Records provided ▸
::::
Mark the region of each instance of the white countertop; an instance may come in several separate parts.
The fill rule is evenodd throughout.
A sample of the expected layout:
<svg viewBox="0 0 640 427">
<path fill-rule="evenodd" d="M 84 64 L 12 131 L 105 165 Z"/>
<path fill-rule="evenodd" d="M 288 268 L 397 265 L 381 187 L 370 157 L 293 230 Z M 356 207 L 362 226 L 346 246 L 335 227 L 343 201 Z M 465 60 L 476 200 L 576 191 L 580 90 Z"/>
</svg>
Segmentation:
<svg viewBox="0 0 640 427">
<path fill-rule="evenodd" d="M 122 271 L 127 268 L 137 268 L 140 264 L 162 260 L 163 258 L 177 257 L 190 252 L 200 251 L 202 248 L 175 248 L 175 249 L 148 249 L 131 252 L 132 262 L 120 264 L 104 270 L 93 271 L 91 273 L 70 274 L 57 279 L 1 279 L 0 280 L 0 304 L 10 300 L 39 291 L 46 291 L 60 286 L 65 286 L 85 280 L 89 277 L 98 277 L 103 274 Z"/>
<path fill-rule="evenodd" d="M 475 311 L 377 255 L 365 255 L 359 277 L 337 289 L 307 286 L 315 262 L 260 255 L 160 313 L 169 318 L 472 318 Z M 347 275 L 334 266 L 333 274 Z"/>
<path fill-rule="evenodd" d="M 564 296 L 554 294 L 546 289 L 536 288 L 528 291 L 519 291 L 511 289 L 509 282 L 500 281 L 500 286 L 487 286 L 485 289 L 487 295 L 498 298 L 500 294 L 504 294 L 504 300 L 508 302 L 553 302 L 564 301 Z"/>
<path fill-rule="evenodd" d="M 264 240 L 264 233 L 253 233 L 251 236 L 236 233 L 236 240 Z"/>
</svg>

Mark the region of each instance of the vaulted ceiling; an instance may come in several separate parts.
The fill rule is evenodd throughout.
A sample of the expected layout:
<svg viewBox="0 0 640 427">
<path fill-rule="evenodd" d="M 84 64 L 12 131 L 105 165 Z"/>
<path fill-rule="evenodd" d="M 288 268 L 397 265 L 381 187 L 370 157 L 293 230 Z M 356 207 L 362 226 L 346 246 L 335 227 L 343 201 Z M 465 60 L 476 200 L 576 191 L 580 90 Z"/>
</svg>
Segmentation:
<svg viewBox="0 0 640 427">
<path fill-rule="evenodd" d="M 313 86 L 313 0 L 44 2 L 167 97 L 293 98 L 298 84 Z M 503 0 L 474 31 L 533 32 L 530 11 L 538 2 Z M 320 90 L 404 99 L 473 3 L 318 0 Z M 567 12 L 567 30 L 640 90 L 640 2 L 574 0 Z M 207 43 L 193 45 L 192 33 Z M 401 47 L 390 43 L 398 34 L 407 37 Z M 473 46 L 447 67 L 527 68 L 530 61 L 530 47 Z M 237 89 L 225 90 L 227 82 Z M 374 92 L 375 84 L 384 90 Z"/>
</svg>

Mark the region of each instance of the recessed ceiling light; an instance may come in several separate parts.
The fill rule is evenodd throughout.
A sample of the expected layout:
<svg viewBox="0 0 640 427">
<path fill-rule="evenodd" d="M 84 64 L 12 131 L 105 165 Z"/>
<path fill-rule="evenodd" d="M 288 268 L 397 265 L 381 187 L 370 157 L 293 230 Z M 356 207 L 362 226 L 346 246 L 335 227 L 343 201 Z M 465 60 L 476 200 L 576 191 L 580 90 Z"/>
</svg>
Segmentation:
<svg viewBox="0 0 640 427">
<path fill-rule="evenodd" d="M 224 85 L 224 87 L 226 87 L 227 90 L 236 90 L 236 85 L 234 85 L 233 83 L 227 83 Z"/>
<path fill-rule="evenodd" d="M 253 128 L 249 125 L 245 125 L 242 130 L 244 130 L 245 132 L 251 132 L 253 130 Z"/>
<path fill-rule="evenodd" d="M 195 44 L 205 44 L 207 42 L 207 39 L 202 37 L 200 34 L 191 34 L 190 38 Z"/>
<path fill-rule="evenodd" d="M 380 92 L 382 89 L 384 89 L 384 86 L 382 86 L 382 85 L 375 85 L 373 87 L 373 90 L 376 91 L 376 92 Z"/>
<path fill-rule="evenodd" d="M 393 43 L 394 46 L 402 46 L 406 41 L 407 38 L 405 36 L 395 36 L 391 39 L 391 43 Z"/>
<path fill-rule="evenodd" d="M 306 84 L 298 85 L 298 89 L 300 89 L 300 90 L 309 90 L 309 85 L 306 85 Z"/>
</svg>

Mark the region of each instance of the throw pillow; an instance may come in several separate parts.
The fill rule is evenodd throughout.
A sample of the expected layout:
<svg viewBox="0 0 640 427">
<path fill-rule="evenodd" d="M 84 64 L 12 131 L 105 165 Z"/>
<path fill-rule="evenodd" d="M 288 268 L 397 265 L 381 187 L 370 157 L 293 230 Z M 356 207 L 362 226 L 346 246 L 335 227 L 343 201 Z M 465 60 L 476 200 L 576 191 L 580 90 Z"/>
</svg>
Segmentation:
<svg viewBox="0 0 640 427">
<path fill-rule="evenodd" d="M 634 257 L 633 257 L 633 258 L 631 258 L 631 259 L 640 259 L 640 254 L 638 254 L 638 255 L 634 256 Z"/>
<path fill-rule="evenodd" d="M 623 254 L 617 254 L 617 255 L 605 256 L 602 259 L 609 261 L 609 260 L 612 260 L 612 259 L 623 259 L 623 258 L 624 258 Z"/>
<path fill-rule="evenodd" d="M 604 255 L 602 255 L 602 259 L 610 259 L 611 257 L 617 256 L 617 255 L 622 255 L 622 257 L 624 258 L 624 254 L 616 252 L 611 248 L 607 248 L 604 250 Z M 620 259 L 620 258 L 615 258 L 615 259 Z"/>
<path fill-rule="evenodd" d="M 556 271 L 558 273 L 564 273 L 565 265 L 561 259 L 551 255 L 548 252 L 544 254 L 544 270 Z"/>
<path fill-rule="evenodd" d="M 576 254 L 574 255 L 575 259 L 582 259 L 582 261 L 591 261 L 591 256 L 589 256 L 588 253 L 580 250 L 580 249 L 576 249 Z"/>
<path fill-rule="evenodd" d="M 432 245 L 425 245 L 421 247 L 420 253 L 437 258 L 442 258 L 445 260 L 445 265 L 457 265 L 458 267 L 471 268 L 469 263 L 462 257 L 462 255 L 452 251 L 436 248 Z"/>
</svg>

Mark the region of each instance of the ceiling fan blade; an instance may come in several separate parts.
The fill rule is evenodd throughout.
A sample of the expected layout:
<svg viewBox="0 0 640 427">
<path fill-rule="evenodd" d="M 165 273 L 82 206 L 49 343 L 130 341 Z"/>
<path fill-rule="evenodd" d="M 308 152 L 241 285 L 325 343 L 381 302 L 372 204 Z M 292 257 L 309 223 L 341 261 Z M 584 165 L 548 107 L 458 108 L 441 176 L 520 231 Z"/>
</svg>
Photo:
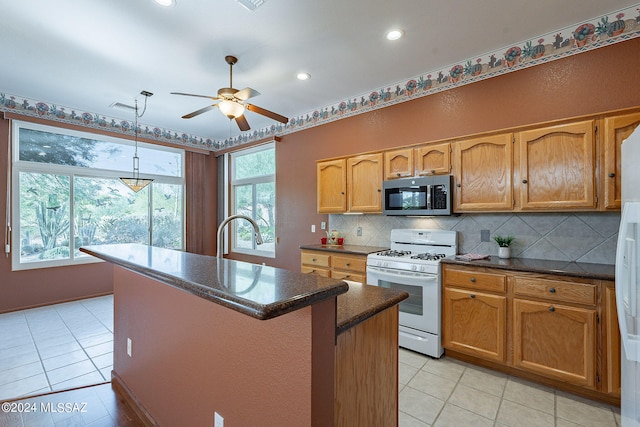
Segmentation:
<svg viewBox="0 0 640 427">
<path fill-rule="evenodd" d="M 250 87 L 245 87 L 244 89 L 240 89 L 239 91 L 237 91 L 233 96 L 241 101 L 246 101 L 247 99 L 253 98 L 254 96 L 258 95 L 260 95 L 260 92 L 258 92 L 257 90 L 251 89 Z"/>
<path fill-rule="evenodd" d="M 277 120 L 280 123 L 285 123 L 286 124 L 289 121 L 289 119 L 287 119 L 285 116 L 281 116 L 280 114 L 274 113 L 273 111 L 265 110 L 264 108 L 258 107 L 256 105 L 244 104 L 244 106 L 249 111 L 253 111 L 254 113 L 262 114 L 263 116 L 267 116 L 270 119 Z"/>
<path fill-rule="evenodd" d="M 217 107 L 216 104 L 208 105 L 208 106 L 206 106 L 204 108 L 201 108 L 199 110 L 194 111 L 193 113 L 185 114 L 184 116 L 182 116 L 182 118 L 183 119 L 190 119 L 190 118 L 195 117 L 195 116 L 197 116 L 199 114 L 206 113 L 207 111 L 212 110 L 212 109 L 214 109 L 216 107 Z"/>
<path fill-rule="evenodd" d="M 244 114 L 236 117 L 236 123 L 238 124 L 240 130 L 243 132 L 251 129 L 251 127 L 249 126 L 249 122 L 247 122 L 247 118 L 244 116 Z"/>
<path fill-rule="evenodd" d="M 194 93 L 183 93 L 183 92 L 171 92 L 171 95 L 197 96 L 198 98 L 208 98 L 208 99 L 213 99 L 213 100 L 218 99 L 217 96 L 196 95 Z"/>
</svg>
::::
Your assignment ▸
Please show every line above that includes the word "several".

Exercise result ▸
Mark the region of each instance of the white countertop; an instance may come in several separate parts.
Mark the region of each instance of the vaulted ceiling; an instance may come in several separate parts.
Mark the region of each instance of the recessed ceiling light; an instance may come in several separate parts.
Mark the region of each instance of the throw pillow; an instance may come in several separate parts.
Mark the region of each instance of the ceiling fan blade; an instance may come in several separate parts.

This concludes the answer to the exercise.